**What is needed:**
Identify and pull out each line of the entries in which "stone" occurs.

**Referring expression grounding data:**
=====

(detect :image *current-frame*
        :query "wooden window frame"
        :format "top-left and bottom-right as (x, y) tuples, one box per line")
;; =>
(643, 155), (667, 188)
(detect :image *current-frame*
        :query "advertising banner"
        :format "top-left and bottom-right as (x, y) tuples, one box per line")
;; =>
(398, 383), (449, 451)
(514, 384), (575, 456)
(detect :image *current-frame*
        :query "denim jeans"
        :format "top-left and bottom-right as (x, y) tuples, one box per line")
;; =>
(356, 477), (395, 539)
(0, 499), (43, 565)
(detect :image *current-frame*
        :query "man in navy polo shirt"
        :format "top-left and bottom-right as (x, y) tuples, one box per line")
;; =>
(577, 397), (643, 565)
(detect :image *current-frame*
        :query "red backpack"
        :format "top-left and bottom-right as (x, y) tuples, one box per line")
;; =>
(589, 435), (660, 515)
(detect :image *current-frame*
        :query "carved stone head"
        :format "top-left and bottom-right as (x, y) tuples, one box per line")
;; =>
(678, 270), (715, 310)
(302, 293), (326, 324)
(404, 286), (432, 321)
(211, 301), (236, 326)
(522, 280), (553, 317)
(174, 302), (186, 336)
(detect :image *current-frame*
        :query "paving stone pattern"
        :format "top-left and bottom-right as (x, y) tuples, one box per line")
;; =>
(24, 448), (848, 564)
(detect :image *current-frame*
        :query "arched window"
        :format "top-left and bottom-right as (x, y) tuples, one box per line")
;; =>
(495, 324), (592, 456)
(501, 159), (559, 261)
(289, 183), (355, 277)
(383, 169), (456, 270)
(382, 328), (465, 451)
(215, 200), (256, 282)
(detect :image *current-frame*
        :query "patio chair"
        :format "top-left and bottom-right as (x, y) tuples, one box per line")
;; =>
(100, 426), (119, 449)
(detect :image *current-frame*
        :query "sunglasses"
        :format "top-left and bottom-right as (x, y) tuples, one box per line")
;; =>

=====

**Task response:**
        :query "carved stone head"
        :query "paving stone pattern"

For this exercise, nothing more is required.